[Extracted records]
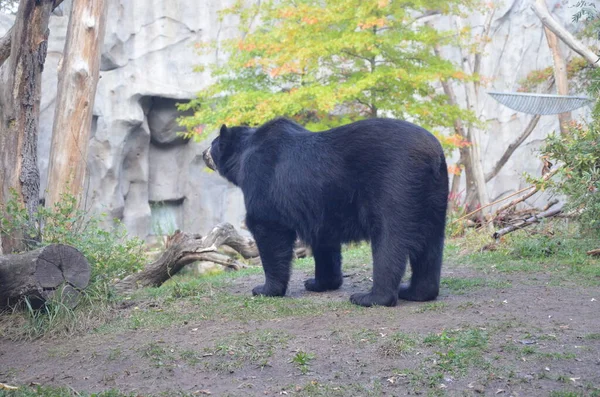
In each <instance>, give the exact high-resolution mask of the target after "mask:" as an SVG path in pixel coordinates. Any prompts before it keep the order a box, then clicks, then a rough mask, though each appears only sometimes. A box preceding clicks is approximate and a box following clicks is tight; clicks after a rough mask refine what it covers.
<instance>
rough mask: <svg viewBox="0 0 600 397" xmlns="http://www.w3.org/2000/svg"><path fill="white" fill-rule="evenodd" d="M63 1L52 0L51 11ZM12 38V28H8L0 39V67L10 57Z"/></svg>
mask: <svg viewBox="0 0 600 397" xmlns="http://www.w3.org/2000/svg"><path fill="white" fill-rule="evenodd" d="M62 2H63V0H54V6H53V8H52V10H54V9H56V7H58V6H59V5H60V4H61V3H62ZM12 36H13V28H10V29H9V30H8V32H6V34H5V35H4V36H3V37H2V38H0V66H2V65H3V64H4V62H5V61H6V60H7V59H8V57H9V56H10V47H11V45H12Z"/></svg>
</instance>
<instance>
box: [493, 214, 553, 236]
mask: <svg viewBox="0 0 600 397" xmlns="http://www.w3.org/2000/svg"><path fill="white" fill-rule="evenodd" d="M561 212H562V207H560V208H552V209H549V210H547V211H544V212H540V213H539V214H537V215H534V216H532V217H530V218H527V219H524V220H522V221H521V222H519V223H517V224H514V225H510V226H507V227H505V228H503V229H500V230H498V231H497V232H495V233H494V234H493V235H492V237H493V238H494V239H496V240H497V239H499V238H500V237H502V236H504V235H505V234H508V233H510V232H514V231H515V230H519V229H522V228H524V227H527V226H529V225H533V224H534V223H537V222H539V221H540V220H542V219H544V218H550V217H553V216H556V215H558V214H560V213H561Z"/></svg>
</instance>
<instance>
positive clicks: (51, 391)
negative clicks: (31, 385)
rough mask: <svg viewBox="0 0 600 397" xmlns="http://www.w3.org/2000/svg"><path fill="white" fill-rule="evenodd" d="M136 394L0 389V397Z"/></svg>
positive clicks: (51, 387) (40, 386)
mask: <svg viewBox="0 0 600 397" xmlns="http://www.w3.org/2000/svg"><path fill="white" fill-rule="evenodd" d="M137 395H138V393H122V392H119V391H118V390H107V391H103V392H100V393H81V392H76V391H74V390H73V389H71V388H68V387H51V386H29V387H22V388H19V389H18V390H14V391H8V390H6V391H5V390H2V389H0V397H38V396H44V397H74V396H81V397H135V396H137Z"/></svg>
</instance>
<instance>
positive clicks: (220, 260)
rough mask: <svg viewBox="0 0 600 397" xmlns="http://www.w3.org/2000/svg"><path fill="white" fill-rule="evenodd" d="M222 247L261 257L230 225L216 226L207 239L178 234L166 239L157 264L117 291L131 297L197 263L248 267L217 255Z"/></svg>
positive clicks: (151, 266)
mask: <svg viewBox="0 0 600 397" xmlns="http://www.w3.org/2000/svg"><path fill="white" fill-rule="evenodd" d="M223 245H226V246H228V247H230V248H232V249H233V250H235V251H236V252H238V253H240V254H241V255H242V256H243V257H244V258H252V257H257V256H258V249H257V248H256V244H255V243H254V241H253V240H252V239H247V238H244V237H242V236H241V235H240V234H239V233H238V232H237V231H236V230H235V228H234V227H233V226H232V225H231V224H229V223H221V224H219V225H217V226H215V227H214V228H213V230H211V231H210V233H209V234H208V235H206V236H205V237H202V236H200V235H198V234H187V233H183V232H181V231H179V230H178V231H176V232H175V234H173V235H172V236H169V237H168V238H167V244H166V249H165V251H164V252H163V253H162V254H161V256H160V257H159V258H158V259H157V260H155V261H154V262H152V263H150V264H148V265H147V266H146V268H145V269H144V270H142V271H140V272H138V273H134V274H131V275H129V276H127V277H125V278H124V279H123V280H120V281H118V282H117V283H116V284H115V285H114V287H115V289H116V290H117V292H119V293H129V292H131V291H133V290H135V289H137V288H142V287H158V286H160V285H161V284H162V283H164V282H165V281H167V280H168V279H169V278H171V277H172V276H173V275H174V274H175V273H177V272H179V271H180V270H181V269H183V267H184V266H186V265H188V264H190V263H193V262H197V261H207V262H213V263H217V264H219V265H222V266H225V267H227V268H231V269H235V270H237V269H241V268H243V267H246V265H245V264H243V263H241V262H240V261H237V260H235V259H234V258H232V257H230V256H228V255H225V254H222V253H220V252H217V249H218V248H219V247H221V246H223Z"/></svg>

→ Problem
Starting with the line with "positive clicks: (51, 387) (40, 386)" above and going on through the line with "247L261 257L230 225L216", transcribe every line exactly, both ends included, and add nothing.

→ Task answer
positive clicks: (51, 387) (40, 386)
mask: <svg viewBox="0 0 600 397" xmlns="http://www.w3.org/2000/svg"><path fill="white" fill-rule="evenodd" d="M137 395H138V393H122V392H119V391H118V390H107V391H103V392H100V393H81V392H76V391H74V390H73V389H71V388H68V387H51V386H29V387H22V388H19V389H18V390H14V391H8V390H6V391H5V390H2V389H0V397H38V396H44V397H74V396H81V397H135V396H137Z"/></svg>
</instance>
<instance>
positive clicks: (220, 260)
rough mask: <svg viewBox="0 0 600 397" xmlns="http://www.w3.org/2000/svg"><path fill="white" fill-rule="evenodd" d="M222 247L261 257L230 225L216 226L207 239L178 234L166 239L157 264L117 291L131 297L197 263L248 267L217 255Z"/></svg>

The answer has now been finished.